Tengo una dicotomía con la Navidad. Camino
con una sonrisa bobona por las avenidas mirando las luces que cruzan de lado a
lado las calles, me paro a contemplar los numerosos adornos que cuelgan de los abetos —sobre todo
esos de corte escandinavo—, monto con la ilusión de un niño un poblado navideño
victoriano, y escucho —e incluso canto, aunque no muy afinadamente— villancicos
y canciones de Bing Crosby.
Pero padezco antropofobia. Esto me acarrea un
insalvable conflicto de intereses.
Se supone que la Navidad es un tiempo de
reflexión en el que acercarte y amar a tu prójimo. Lo he intentado durante
varias décadas, lo de amarles digo, y no hay gato más escaldado que yo.
Tropezar años en la misma piedra ha sido suficiente para llevarla incrustada
como estigma en la frente.
En ocasiones me imagino cómo sería entrar en
un centro comercial desierto, con pequeñas luces parpadeantes que se iluminen a
mi paso, un dulzón olor a pastel de manzana y canela, donde resuene Santa Claus Is Comin' To Town y las
tiendas de juguetes estén repletas de osos de peluche y trenes de madera. Lo
reconozco, la imagen puede tornarse escalofriante; como de novela de terror al
más puro estilo Stephen King, donde un papá Noel asesino o zombi se te aparece sosteniendo
en una mano una campana y en la otra un cuchillo goteando sangre.
Pesadillas de navidad a parte, es imposible disfrutar
de los villancicos cuando una horda de niños hiperactivos y ególatras reclaman
con inusitada tiranía todo tipo de juguetes a sus padres. En los excepcionales
casos de no conseguir sus objetivos —algunos de ellos con una visionaria estrategia
bélica— se tiran al suelo y berrean hasta alcanzar su propósito.
La compasión que me inspiran sus padres, en
un primer momento, desaparece rápidamente cuando reconozco que dicha conducta
está permitida y alentada por los mismos.

[Entradas del conjunto de datos]
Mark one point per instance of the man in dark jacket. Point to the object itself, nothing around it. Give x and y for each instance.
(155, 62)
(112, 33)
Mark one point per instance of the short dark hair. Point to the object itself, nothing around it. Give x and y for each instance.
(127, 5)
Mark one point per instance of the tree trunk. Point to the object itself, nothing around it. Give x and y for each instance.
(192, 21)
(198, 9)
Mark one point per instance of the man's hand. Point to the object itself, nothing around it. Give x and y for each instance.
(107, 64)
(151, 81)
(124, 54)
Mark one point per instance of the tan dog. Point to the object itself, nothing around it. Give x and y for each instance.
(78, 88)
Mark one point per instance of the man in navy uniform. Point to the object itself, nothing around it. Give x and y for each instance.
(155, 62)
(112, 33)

## Preguntas del texto
1) Resume el párrafo del texto sobre la Navidad que empieza con "En ocasiones me imagino" en pocas frases, sin dejar fuera sus datos principales.
2) Contesta estas preguntas sobre el texto de la Navidad:
(a) ¿Qué trastorno dice padecer la persona que escribe?
(b) ¿De qué cantante escucha canciones en Navidad?
(c) ¿Qué hacen los niños cuando no consiguen lo que quieren?
3) Sigue el texto sobre la Navidad después de su última frase, con el mismo tono.

## Resultados
1) A veces me imagino entrando en un centro comercial vacío, con lucecitas que se encienden a mi paso, olor a pastel de manzana y canela, Santa Claus Is Comin' To Town sonando y tiendas llenas de osos de peluche y trenes de madera. Reconozco que la escena puede volverse escalofriante, como una novela de terror de Stephen King, con un papá Noel asesino o zombi que lleva una campana en una mano y un cuchillo que gotea sangre en la otra.

2)
(a) Antropofobia.
(b) De Bing Crosby.
(c) Se tiran al suelo y berrean hasta alcanzar su propósito.

3)
En esos momentos me visualizo acercándome al
niño —o niña—, en su ataque paroxístico, con un rollo de cinta americana en la
mano. Sobra decir que le amordazaría, le maniataría las manos y le metería en
la parte baja del carrito de compra de sus padres, cual jamón navideño, para
que se lo llevaran inmediatamente de allí. Lo de cortarle en finas rodajas y
comérselo en Nochebuena lo dejo ya a gusto de los familiares. Tengo entendido
que la carne humana es de un sabor similar a la del pollo, puede que eso tumbe ciertos
prejuicios contra la antropofagia.
Otro de los inconvenientes para disfrutar de
la Navidad es que la compra habitual, ya de por sí tediosa y ardua, se
convierte en una guerra de trincheras. Mi última experiencia en este sentido ha
sido claramente perturbadora.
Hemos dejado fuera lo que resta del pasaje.